## [Supplied passage]

== Segment start ==

I prepared to look away in case he should notice me. I wanted to observe the man whilst he performed his craft. I've always been a fan of G's reviews. Oh not so much what he writes about the food or the service or the restaurant but you know, the other stuff. The entertaining bits he always puts in.
You see, unlike all these other stick-up-the-ass reviewers who think they are providing diners with some kind of service by telling them where they should eat next “because said reviewer just did,” Mr G knows, that no review of any meal has any real relevance to any other diner or dining experience they might have.
He knows that people who read reviews of restaurants then rush out to them are just lemmings who can't make up their own minds. If fact, were Mr G to write that he just had the lemming burger at Lame washed down with Foie Groin beer then Lame better well be prepared to sell out of lemming burgers and Foie Groin beer. You can then count on six hundred and eighty four subsequent posts saying “I just had the lemming burger and Foie Groin beer at Lame it sure was good!”

== Segment end ==

## [Directions]
(a) Answer these questions about the passage on the restaurant reviewer Mr G.
(i) What part of G's reviews does the narrator say they are a fan of?
(ii) According to the passage, what does Mr G know about any review of any meal?
(iii) How many subsequent posts does the narrator predict would praise the lemming burger and Foie Groin beer?
(b) Carry on the passage about the restaurant reviewer Mr G from its final sentence, in the same mocking voice.

(Point localization data)
== Segment start ==

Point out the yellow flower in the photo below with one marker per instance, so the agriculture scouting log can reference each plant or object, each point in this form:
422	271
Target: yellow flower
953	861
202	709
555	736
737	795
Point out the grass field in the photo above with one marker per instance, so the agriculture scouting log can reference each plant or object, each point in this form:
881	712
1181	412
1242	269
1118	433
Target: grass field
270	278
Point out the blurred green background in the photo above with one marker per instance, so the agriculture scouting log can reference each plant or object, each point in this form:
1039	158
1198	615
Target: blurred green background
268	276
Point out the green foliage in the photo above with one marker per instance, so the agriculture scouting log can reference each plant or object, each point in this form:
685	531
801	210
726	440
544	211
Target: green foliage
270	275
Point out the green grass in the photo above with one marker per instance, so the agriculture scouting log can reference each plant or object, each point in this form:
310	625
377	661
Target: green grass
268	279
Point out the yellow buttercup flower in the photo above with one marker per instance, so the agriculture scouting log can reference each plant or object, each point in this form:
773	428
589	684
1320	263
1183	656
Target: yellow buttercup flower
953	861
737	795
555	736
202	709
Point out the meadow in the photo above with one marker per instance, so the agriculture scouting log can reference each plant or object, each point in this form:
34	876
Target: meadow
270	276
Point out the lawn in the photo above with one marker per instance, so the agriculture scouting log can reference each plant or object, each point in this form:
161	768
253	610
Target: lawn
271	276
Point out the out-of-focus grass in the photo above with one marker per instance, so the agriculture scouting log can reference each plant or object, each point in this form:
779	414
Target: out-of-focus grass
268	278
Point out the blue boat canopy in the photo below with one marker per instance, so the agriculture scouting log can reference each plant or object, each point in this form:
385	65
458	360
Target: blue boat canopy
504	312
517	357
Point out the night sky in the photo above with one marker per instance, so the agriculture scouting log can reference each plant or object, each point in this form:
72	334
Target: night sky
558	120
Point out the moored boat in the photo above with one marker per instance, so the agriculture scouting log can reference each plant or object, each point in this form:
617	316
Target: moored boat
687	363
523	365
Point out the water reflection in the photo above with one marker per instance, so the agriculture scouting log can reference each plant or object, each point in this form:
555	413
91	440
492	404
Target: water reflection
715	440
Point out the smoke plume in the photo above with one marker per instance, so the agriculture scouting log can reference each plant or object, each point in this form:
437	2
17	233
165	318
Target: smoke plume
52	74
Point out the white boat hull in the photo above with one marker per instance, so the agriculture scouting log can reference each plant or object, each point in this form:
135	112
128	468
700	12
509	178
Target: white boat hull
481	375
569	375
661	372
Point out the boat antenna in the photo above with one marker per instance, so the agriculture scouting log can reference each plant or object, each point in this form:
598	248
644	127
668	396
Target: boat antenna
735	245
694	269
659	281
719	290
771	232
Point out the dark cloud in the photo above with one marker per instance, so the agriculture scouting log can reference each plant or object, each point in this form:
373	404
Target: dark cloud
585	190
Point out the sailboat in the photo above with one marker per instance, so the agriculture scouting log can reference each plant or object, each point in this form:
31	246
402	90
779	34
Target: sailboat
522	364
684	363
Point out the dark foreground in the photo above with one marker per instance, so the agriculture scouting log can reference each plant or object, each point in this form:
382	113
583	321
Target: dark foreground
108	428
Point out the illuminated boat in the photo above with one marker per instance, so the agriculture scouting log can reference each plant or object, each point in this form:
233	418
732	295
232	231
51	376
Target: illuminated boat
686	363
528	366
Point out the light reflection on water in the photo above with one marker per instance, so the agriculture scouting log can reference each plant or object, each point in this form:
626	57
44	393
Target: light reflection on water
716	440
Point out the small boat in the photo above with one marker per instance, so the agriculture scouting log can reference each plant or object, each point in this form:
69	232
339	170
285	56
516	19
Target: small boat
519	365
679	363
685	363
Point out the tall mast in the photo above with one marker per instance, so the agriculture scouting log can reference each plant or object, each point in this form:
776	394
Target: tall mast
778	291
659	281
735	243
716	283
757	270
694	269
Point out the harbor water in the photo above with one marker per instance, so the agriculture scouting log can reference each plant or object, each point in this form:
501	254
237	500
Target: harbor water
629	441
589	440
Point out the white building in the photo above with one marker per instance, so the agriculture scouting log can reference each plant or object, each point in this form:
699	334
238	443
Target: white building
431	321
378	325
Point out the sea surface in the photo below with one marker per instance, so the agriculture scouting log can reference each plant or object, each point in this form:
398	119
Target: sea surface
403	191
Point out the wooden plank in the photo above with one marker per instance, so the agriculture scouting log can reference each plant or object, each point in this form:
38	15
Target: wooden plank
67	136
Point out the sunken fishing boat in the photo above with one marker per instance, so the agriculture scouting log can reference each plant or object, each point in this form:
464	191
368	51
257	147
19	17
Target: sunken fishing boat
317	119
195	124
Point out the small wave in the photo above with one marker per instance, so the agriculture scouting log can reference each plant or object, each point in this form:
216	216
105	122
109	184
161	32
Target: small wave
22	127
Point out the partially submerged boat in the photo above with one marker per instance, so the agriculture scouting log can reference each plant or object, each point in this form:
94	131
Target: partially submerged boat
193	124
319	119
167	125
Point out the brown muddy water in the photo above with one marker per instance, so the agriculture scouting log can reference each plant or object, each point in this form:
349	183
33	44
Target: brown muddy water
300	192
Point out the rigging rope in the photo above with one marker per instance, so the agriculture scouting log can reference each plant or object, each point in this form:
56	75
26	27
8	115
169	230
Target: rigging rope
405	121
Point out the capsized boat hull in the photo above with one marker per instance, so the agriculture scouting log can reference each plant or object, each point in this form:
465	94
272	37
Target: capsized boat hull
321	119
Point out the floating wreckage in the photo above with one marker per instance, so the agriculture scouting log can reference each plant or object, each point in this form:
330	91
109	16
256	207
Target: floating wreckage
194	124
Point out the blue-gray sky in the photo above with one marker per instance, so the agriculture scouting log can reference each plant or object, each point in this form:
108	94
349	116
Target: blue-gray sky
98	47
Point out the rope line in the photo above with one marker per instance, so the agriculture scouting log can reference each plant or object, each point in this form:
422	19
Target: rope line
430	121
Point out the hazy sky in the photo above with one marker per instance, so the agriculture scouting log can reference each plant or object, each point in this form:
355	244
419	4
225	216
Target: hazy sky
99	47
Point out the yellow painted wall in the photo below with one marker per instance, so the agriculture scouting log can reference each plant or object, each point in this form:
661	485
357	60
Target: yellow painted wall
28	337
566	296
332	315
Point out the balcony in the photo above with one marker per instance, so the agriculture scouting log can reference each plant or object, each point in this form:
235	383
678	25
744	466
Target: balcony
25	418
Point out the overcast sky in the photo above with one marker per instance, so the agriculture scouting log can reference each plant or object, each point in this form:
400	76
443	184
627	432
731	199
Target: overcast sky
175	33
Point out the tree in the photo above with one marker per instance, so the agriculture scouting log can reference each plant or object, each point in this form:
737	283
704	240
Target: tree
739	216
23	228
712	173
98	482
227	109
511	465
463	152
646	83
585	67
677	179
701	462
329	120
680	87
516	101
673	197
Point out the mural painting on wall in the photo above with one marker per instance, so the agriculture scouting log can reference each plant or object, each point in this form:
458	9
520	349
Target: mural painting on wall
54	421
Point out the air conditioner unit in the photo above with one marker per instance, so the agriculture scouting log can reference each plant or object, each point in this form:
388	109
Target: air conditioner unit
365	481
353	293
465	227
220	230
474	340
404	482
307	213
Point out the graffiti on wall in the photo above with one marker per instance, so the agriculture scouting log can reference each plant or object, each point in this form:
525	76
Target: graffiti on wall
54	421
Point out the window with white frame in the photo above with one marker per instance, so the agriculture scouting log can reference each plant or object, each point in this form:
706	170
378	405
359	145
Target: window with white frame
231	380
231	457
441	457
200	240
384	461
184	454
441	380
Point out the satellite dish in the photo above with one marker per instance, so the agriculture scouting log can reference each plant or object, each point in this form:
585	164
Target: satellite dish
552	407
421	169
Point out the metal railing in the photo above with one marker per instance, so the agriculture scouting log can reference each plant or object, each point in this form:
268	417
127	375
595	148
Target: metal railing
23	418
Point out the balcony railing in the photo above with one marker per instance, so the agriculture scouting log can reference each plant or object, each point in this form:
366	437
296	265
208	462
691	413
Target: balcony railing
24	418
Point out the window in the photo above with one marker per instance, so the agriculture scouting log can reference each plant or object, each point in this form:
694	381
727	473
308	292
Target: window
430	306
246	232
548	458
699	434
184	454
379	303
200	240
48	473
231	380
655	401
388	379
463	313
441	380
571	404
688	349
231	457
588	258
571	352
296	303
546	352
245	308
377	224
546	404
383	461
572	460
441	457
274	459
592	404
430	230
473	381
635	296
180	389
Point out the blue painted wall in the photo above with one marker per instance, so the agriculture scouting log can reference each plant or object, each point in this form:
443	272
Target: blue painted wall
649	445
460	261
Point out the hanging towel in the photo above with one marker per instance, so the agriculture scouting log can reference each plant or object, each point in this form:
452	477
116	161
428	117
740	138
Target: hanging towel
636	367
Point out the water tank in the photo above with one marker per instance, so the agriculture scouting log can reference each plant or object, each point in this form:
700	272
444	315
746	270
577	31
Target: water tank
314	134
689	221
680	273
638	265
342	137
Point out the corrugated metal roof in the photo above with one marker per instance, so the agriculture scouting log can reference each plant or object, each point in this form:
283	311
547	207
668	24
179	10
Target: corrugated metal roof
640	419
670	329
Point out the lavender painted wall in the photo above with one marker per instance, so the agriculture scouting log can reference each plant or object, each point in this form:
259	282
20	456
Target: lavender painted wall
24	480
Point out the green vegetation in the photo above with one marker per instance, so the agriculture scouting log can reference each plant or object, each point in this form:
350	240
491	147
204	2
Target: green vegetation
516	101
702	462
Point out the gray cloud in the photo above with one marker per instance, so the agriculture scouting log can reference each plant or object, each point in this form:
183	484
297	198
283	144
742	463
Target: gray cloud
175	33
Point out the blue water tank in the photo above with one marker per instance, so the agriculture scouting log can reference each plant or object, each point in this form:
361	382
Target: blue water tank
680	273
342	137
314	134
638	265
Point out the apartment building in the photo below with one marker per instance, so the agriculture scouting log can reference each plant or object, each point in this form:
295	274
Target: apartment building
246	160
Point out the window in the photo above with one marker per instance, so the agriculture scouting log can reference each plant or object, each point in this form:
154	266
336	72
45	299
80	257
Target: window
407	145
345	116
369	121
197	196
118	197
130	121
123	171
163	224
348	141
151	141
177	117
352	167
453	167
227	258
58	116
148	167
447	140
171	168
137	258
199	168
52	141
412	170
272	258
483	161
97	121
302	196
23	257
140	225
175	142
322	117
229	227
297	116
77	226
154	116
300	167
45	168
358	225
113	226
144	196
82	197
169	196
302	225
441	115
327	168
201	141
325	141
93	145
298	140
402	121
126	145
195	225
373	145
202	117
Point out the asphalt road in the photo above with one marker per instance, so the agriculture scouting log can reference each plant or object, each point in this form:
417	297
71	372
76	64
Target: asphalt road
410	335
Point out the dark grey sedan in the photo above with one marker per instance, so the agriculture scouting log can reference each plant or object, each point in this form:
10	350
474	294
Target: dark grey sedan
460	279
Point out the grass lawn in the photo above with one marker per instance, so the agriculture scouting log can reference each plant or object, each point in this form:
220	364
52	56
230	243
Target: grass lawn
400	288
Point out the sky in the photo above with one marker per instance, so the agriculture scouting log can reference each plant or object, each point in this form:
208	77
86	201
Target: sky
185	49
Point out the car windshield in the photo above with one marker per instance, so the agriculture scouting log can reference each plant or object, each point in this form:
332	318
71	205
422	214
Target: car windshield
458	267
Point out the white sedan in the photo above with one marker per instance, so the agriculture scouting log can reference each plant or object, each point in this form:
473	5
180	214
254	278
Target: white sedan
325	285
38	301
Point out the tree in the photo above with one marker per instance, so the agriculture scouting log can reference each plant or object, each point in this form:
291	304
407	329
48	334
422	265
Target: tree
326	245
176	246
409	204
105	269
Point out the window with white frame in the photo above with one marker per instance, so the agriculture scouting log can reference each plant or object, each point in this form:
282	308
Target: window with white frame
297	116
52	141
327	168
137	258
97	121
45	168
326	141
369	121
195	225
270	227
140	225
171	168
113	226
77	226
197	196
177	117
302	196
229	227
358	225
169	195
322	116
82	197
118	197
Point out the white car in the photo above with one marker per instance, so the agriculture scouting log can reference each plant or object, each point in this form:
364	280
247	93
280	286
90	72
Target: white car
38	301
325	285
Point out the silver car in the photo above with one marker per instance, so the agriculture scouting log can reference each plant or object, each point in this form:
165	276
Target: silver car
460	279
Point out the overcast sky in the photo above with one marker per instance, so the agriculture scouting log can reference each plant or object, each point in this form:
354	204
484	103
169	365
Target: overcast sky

== Segment end ==

## [Task answers]
(a)
(i) Not what he writes about the food, the service or the restaurant, but "the other stuff": the entertaining bits he always puts in.
(ii) That it has no real relevance to any other diner or any dining experience they might have.
(iii) Six hundred and eighty-four.

(b)
Of course diners unlucky enough to have eaten at Lame before the review came out may suffer remorse as they realize that the baby gazelle burger that they had eaten washed down with Dirty Monkey Pen beer that they thought they liked was rubbish and swill! Not so!
The baby gazelle burger while not having quite the panache currently enjoyed by the lemming burger, thanks to Mr G's review, is quite acceptable if the lemming burger is not available. These baby gazelles are hand raised in pens made for medium size rabbits and so cannot even move until they are led on trembling legs to slaughter. By this time, they are so tender they can be easily ground up in their entirety bones and all using only a potato masher. Yumm! I hear BG tartare is under development.
So Mr G, instead of just trying a couple of things and saying they were the best things he has ever eaten like all the other reviewers do, tastes everything and says it's all the best thing he's ever eaten. No its true! Well, he doesn’t actually eat it. He just chews it and spits it into a bucket between his legs. When the bucket gets full, it's hauled out to the car and emptied into a fifty-five gallon drum strapped securely in the back of his 79' El Camino. It's rumored that this specially modified car combusts the fatty run-off siphoned from the spigot at the bottom of the barrel. I personally don't believe that.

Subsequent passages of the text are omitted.